#### 本文の一節 ####
為替週間見通し:ドルは下げ渋りか、米金融緩和策早期縮小への期待持続
【今週の概況】
■ドル弱含み、新型コロナウイルス変異株の感染拡大を警戒
今週のドル・円は弱含み。雇用情勢の改善が続いていること、米議会上院で8月10日に国内インフラの整備に約1兆ドル規模の投資を実行する超党派の法案が賛成多数で可決されたことを受けて、週前半はリスク選好的なドル買い・円売りが優勢となった。ドル・円は一時110円80銭まで買われたが、新型コロナウイルス変異株の感染拡大によって米国の景気回復ペースは鈍化する可能性があることから、リスク選好的なドル買い・円売りは一段落した。インフレ率は今年後半にかけて鈍化すると予想されていることも、ドルの上昇を抑える一因となった。
13日のニューヨーク外為市場でドル・円は、一時109円55銭まで下落した。この日発表された8月米ミシガン大学消費者信頼感指数速報値は約10年ぶりの低水準となり、米長期金利は低下したことから、リスク回避的なドル売り・円買いが活発となった。ドル・円は109円59銭でこの週の取引を終えた。ドル・円の取引レンジ:109円55銭-110円80銭。
【来週の見通し】
■ドルは下げ渋りか、米金融緩和策早期縮小への期待持続
来週のドル・円は下げ渋りか。米連邦準備制度理事会(FRB)による量的緩和策の早期縮小への期待は持続し、リスク回避的なドル売りがさらに拡大する可能性は低いとみられる。直近の米雇用統計では、非農業部門雇用者数は予想外の増加を記録し、失業率は一段と低下した。一方、7月消費者物価コア指数(コアCPI)の上昇率は市場予想と一致し、8月ミシガン大学消費者信頼感指数速報値は急低下したことから、長期金利の上昇は一服した。来週発表される7月小売売上高が市場予想を下回った場合、個人消費の鈍化が意識される可能性があるため、長期金利はさらに低下し、ドル安要因となりそうだ。
#### 抽出資料 ####
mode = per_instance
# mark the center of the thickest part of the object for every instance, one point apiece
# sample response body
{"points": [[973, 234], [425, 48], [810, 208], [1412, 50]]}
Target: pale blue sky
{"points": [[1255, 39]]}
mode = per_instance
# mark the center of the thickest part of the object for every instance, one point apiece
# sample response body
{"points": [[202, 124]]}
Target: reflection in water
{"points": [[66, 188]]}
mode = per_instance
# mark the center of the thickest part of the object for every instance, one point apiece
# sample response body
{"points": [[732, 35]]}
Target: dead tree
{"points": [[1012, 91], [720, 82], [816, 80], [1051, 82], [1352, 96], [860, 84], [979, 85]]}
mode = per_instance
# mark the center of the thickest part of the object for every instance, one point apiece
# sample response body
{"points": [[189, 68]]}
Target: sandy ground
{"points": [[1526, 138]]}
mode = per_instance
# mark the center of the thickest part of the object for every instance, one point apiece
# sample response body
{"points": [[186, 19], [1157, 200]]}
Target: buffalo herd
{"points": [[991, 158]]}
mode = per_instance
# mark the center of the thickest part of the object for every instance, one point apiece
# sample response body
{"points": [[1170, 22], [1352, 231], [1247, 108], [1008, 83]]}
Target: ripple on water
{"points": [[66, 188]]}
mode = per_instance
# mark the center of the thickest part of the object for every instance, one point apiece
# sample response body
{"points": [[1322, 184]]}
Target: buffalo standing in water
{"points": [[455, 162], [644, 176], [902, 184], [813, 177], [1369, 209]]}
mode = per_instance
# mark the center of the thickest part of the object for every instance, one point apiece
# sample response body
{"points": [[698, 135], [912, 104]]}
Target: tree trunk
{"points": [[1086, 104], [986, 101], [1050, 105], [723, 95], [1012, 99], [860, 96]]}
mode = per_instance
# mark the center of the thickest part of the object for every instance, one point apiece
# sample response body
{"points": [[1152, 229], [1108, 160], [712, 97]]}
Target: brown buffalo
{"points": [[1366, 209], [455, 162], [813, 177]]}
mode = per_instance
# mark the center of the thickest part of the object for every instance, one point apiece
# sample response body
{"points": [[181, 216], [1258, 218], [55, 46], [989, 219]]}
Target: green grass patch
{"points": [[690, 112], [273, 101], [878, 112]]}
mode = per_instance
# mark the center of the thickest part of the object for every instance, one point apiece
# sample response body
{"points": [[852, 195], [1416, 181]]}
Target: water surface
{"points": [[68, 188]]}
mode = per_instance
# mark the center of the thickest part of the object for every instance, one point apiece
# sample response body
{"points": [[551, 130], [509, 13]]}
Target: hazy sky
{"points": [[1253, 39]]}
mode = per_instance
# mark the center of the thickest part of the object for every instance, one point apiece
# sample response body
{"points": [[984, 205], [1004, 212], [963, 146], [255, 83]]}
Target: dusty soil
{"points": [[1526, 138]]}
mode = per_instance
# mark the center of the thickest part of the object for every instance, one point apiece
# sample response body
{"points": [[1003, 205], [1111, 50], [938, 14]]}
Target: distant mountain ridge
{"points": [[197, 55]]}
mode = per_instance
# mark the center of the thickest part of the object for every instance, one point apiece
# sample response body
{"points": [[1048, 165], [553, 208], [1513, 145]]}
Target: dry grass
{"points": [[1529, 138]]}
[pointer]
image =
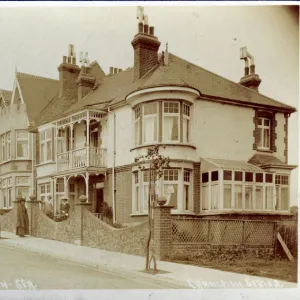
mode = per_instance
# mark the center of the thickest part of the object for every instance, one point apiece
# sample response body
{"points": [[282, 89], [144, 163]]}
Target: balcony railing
{"points": [[81, 158]]}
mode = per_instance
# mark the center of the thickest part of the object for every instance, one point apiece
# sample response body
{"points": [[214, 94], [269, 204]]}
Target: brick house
{"points": [[18, 108], [228, 143]]}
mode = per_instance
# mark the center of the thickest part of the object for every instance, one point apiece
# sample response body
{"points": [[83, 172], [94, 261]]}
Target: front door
{"points": [[99, 200]]}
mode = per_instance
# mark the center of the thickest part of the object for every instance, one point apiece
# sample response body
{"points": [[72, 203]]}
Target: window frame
{"points": [[170, 114], [22, 139], [44, 141]]}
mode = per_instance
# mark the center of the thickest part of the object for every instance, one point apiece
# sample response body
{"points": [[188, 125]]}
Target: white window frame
{"points": [[170, 114], [281, 184], [263, 127], [137, 125], [22, 139], [46, 193], [151, 116], [186, 115], [44, 140]]}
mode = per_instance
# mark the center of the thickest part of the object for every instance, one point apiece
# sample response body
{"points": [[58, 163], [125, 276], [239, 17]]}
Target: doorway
{"points": [[99, 200]]}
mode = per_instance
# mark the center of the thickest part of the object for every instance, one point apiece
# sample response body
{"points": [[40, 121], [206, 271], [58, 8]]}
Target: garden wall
{"points": [[98, 234]]}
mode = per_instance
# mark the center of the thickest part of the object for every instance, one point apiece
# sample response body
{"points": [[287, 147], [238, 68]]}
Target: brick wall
{"points": [[97, 234], [196, 184]]}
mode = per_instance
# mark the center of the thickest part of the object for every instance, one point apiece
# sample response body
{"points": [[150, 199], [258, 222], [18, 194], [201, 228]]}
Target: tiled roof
{"points": [[225, 164], [6, 96], [37, 92], [263, 159], [179, 72]]}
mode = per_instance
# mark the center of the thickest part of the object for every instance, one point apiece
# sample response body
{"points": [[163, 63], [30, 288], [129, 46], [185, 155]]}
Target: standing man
{"points": [[22, 219]]}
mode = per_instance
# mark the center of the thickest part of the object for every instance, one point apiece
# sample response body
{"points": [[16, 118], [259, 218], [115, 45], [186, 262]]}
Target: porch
{"points": [[80, 141]]}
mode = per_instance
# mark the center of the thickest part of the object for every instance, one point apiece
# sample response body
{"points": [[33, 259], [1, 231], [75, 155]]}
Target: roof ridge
{"points": [[36, 76], [231, 81]]}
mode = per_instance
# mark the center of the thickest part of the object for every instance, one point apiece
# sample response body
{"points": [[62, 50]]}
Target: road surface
{"points": [[27, 271]]}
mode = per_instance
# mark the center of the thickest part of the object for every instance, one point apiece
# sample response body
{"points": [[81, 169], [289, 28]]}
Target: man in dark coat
{"points": [[22, 219]]}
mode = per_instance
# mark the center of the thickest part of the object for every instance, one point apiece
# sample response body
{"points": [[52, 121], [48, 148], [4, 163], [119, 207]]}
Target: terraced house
{"points": [[18, 108], [227, 143]]}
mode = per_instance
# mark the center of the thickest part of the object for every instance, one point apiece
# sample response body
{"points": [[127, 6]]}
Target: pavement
{"points": [[172, 275]]}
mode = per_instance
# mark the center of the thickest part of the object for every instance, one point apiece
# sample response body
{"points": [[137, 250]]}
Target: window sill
{"points": [[163, 144], [136, 214], [46, 163], [264, 150], [243, 212]]}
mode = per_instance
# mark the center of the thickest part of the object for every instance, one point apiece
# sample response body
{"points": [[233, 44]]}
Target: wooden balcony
{"points": [[81, 158]]}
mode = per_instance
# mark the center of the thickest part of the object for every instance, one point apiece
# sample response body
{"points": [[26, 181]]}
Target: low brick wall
{"points": [[194, 250], [130, 240], [8, 221], [46, 228]]}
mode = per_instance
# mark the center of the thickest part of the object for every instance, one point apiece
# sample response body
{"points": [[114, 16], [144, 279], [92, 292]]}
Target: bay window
{"points": [[150, 122], [46, 145], [171, 122], [6, 193], [237, 190], [264, 130], [175, 185], [44, 191], [282, 192], [161, 121], [186, 123], [137, 117], [22, 144]]}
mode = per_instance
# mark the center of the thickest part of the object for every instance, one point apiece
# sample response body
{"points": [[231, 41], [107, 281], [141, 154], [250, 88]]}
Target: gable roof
{"points": [[110, 90], [6, 95], [37, 92]]}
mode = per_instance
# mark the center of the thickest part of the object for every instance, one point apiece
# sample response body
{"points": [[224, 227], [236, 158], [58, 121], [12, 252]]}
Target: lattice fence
{"points": [[223, 232]]}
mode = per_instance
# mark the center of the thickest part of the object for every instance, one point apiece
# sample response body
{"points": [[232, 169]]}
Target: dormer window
{"points": [[264, 129]]}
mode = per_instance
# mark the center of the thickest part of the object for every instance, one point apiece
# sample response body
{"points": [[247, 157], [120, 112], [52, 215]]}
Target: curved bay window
{"points": [[162, 121], [175, 185], [247, 190]]}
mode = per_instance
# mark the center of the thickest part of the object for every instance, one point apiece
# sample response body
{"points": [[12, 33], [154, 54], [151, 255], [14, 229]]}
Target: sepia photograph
{"points": [[148, 146]]}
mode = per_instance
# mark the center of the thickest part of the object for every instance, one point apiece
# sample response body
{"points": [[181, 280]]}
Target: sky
{"points": [[34, 39]]}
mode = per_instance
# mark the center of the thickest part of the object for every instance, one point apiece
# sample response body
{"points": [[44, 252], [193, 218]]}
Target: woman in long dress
{"points": [[22, 220]]}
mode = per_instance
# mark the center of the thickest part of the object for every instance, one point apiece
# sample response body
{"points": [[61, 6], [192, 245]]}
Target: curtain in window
{"points": [[249, 197], [227, 196], [150, 129], [171, 128], [238, 196], [214, 196], [259, 197], [284, 198], [269, 198], [205, 196]]}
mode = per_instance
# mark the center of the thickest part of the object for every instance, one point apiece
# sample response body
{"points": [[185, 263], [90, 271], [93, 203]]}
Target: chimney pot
{"points": [[151, 28], [146, 29], [140, 27], [246, 71]]}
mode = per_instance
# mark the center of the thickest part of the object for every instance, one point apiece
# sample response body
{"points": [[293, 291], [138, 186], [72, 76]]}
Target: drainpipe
{"points": [[114, 164]]}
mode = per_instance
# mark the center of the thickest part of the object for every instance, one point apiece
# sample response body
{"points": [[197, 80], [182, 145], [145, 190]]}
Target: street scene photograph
{"points": [[149, 147]]}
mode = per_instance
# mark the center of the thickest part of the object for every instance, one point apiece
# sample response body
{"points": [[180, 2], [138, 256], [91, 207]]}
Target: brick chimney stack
{"points": [[86, 80], [250, 79], [145, 46], [68, 73]]}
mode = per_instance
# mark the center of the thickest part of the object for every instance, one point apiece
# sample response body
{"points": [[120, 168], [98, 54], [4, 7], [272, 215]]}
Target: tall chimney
{"points": [[68, 73], [145, 47], [250, 79]]}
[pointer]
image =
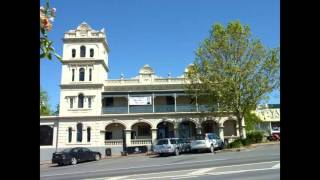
####
**取り組む課題**
為替週間見通しの文章の続きを、最後の文の後から書きなさい。 このデータは、為替週間見通しの文章とは別の資料である。

**演習の解答**
ただ、新型コロナウイルス変異株の感染拡大は米国以外の主要国の経済活動にも大きな影響を与えることから、欧州中央銀行(ECB)や豪準備銀行(中央銀行)は現行の金融緩和策を2022年以降も継続する可能性が高い。また、今月26-28日に米ワイオミング州で開催されるジャクソンホール会合に向け、FRBの資産買入れの段階的縮小(テーパリング)開始への観測は根強く、8月18日に公表される連邦公開市場委員会(FOMC)議事要旨で金融緩和策の早期縮小について肯定的な意見が多く含まれていた場合、ドルは底堅い動きとなる可能性がある。なお、米国株式市場では、ダウ工業株30種とS&P総合500種が終値ベースの最高値を更新しており、米国株式の強気相場が日本、中国、欧州諸国の株式市場に波及した場合、リスク選好的な円売りが増える可能性があることはドル・円相場に対する支援材料となりそうだ。
【米・7月小売売上高】(17日発表予定)
17日発表の7月小売売上高は前月比-0.2%と、6月の+0.6%から失速する見通し。市場予想を下回り、個人消費の弱さが意識された場合、金利安・株安に振れ、ドル売りにつながりそうだ。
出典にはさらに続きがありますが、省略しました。